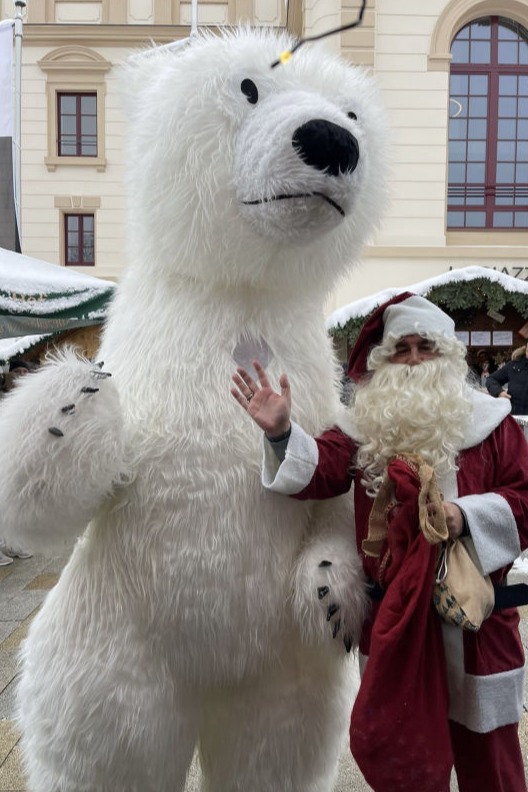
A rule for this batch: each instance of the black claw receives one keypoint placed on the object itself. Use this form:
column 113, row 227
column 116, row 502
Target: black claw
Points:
column 57, row 432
------------
• **Work item**
Across all the records, find the lines containing the word "claw" and reproduce each one.

• **The answer**
A rule for this batch: each instance of the black claw receives one keypoint placed on the object itself. Use this form:
Target: black claw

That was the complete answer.